[START]

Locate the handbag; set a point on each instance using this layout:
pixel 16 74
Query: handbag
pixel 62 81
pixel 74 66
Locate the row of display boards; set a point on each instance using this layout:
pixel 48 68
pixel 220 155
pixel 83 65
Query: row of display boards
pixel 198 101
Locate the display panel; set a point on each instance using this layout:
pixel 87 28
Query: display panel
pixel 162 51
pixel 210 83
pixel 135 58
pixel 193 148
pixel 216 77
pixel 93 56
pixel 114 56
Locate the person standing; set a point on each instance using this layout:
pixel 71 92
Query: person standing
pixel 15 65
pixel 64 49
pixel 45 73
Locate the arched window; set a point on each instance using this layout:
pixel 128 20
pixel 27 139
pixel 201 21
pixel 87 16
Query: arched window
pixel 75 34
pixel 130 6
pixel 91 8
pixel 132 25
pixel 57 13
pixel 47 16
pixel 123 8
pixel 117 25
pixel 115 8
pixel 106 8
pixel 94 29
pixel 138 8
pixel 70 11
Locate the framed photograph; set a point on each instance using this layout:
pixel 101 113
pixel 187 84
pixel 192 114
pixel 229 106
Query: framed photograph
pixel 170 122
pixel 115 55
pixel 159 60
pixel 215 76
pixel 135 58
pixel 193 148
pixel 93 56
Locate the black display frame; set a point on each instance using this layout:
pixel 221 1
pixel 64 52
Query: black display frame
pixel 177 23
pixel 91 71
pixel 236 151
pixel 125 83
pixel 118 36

[END]

• **Written problem**:
Extract the closing run of lines, starting with the one containing "Locate the framed" and ending at the last, exactly as written.

• **The output**:
Locate the framed photograph; set a point on each instance using this layout:
pixel 101 113
pixel 187 84
pixel 192 114
pixel 229 106
Query: framed photograph
pixel 170 122
pixel 115 55
pixel 159 60
pixel 215 76
pixel 135 58
pixel 193 148
pixel 93 56
Locate the black display frame; set a point on each instance using this layout:
pixel 221 1
pixel 64 52
Query: black display frame
pixel 177 23
pixel 91 71
pixel 236 151
pixel 125 83
pixel 118 36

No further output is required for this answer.